### Tasks and exercises
- A) Rewrite the rows below with "horizontal log" replaced by "fallen trunk" and everything else left as it is. Omit the pictures from your version.
- B) Continue the passage on James Clear's talk about building habits, starting right after its final sentence.

### Source extract
● ● ●

James Clear – Atomic habits

Takeaway 8: “Habits are the best methods for carving out the little advantages that we have. They are the things that we can control.”

In a presentation packed full of useful insight into the art of building habits, bestselling author James Clear explained success is the product of daily habits, not a once-in-a-lifetime moment.

“Excellence is not about radical change, it’s about accruing small levels of improvements over time,” he said. “If you get one per cent better each day for 365 days, you get 37 times better in a year.”

He noted the art of building good habits involved:

  1. Making it obvious
  2. Making it attractive
  3. Making it easy
  4. Making it satisfying

“If you want a habit to be a big part of your life, make the cues a big part of your environment,” he said.

“Habits are the entry point, not the end point. Make the entry point automatic. Make it easy.

● ● ●

### Records provided
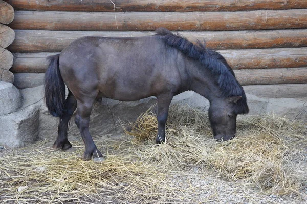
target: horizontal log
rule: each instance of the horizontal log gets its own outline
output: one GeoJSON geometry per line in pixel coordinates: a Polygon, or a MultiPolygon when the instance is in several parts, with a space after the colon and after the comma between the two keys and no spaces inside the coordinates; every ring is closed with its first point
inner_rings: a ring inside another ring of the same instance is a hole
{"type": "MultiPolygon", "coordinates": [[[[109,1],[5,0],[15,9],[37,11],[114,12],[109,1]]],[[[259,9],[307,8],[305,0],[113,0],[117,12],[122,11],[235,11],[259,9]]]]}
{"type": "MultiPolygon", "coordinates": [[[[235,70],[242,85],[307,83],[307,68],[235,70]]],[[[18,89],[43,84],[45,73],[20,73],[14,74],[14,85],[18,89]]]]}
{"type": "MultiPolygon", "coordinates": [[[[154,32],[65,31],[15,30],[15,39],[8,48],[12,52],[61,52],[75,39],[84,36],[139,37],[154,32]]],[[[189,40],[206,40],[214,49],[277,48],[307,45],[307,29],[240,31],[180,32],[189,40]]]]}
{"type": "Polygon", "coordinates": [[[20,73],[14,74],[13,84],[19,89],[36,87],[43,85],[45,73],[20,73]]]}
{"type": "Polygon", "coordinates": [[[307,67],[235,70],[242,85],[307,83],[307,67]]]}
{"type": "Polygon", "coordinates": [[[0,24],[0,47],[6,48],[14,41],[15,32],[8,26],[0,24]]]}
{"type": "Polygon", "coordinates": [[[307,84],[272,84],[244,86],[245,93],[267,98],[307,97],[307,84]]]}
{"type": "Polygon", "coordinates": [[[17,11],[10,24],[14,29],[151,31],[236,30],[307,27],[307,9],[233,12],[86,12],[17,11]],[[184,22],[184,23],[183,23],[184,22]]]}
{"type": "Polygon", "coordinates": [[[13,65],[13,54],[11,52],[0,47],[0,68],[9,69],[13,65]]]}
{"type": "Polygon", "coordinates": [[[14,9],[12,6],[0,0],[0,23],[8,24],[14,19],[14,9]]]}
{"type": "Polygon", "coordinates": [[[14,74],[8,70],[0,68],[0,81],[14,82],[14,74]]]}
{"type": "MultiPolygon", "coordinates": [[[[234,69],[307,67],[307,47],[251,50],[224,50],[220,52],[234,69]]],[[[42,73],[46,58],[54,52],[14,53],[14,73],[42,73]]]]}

● ● ●

### Answers by task
- A)
target: fallen trunk
rule: each instance of the fallen trunk gets its own outline
output: one GeoJSON geometry per line in pixel coordinates: a Polygon, or a MultiPolygon when the instance is in several parts, with a space after the colon and after the comma between the two keys and no spaces inside the coordinates; every ring is closed with its first point
inner_rings: a ring inside another ring of the same instance is a hole
{"type": "MultiPolygon", "coordinates": [[[[109,1],[5,0],[15,9],[37,11],[114,12],[109,1]]],[[[259,9],[307,8],[305,0],[113,0],[117,12],[122,11],[235,11],[259,9]]]]}
{"type": "MultiPolygon", "coordinates": [[[[235,70],[242,85],[307,83],[307,68],[235,70]]],[[[18,89],[43,84],[45,73],[20,73],[14,74],[14,85],[18,89]]]]}
{"type": "MultiPolygon", "coordinates": [[[[154,32],[65,31],[15,30],[15,39],[8,48],[12,52],[61,52],[75,39],[84,36],[139,37],[154,32]]],[[[189,40],[206,40],[214,49],[277,48],[307,45],[307,29],[240,31],[180,32],[189,40]]]]}
{"type": "Polygon", "coordinates": [[[20,73],[14,74],[13,84],[19,89],[36,87],[43,85],[45,73],[20,73]]]}
{"type": "Polygon", "coordinates": [[[307,67],[235,70],[242,85],[307,83],[307,67]]]}
{"type": "Polygon", "coordinates": [[[0,24],[0,47],[6,48],[14,41],[15,32],[8,26],[0,24]]]}
{"type": "Polygon", "coordinates": [[[307,84],[272,84],[244,86],[245,93],[267,98],[307,97],[307,84]]]}
{"type": "Polygon", "coordinates": [[[17,11],[10,24],[14,29],[151,31],[236,30],[307,27],[307,9],[233,12],[86,12],[17,11]],[[184,22],[184,23],[183,23],[184,22]]]}
{"type": "Polygon", "coordinates": [[[13,65],[13,54],[11,52],[0,47],[0,68],[9,69],[13,65]]]}
{"type": "Polygon", "coordinates": [[[14,9],[12,6],[0,0],[0,23],[8,24],[14,19],[14,9]]]}
{"type": "Polygon", "coordinates": [[[14,74],[8,70],[0,68],[0,81],[14,82],[14,74]]]}
{"type": "MultiPolygon", "coordinates": [[[[234,69],[307,67],[307,47],[251,50],[224,50],[220,52],[234,69]]],[[[42,73],[46,58],[54,52],[14,53],[14,73],[42,73]]]]}

- B)
“Whatever habit you’re trying to create, it should take two minutes or less to do. So rather than saying ‘I’m going to do yoga once a day’, the habit is ‘I’m going to take out my yoga mat’. You are becoming the type of person who does yoga, you are mastering the art of showing up.

“Any behaviour produces multiple outcomes across time.The cost of your good habits are in the present, the cost of your bad habits are in the future.

“Every action you take is like a vote for the type of person you want to become. The more actions you take, the more you cast a vote for the person you want to be.

“Habits are not a finish line to be crossed. It is a lifestyle to be lived.”